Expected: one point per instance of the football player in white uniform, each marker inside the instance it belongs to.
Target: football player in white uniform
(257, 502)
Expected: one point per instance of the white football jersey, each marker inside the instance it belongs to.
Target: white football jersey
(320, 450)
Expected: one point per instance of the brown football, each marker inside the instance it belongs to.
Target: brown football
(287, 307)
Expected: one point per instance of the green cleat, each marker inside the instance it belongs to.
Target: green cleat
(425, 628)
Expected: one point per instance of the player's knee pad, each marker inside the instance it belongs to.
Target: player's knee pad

**Written instruction:** Reproduce all of the rows above, character for character.

**Exercise solution:**
Expected: one point per instance of the football player in white uniform, each marker inside the instance it belongs to.
Target: football player in white uniform
(257, 502)
Expected: one point per instance of the white football jersey, each marker inside the instance it belongs to.
Target: white football jersey
(320, 450)
Expected: one point per instance of the brown football, each marker inside the instance it belongs to.
Target: brown football
(287, 307)
Expected: one point per instance of the green cleat, each marker inside the instance it belongs to.
Target: green cleat
(425, 628)
Expected: one point per instance of the player's knee pad, each marker inside the instance it belongs to.
Target: player's knee pad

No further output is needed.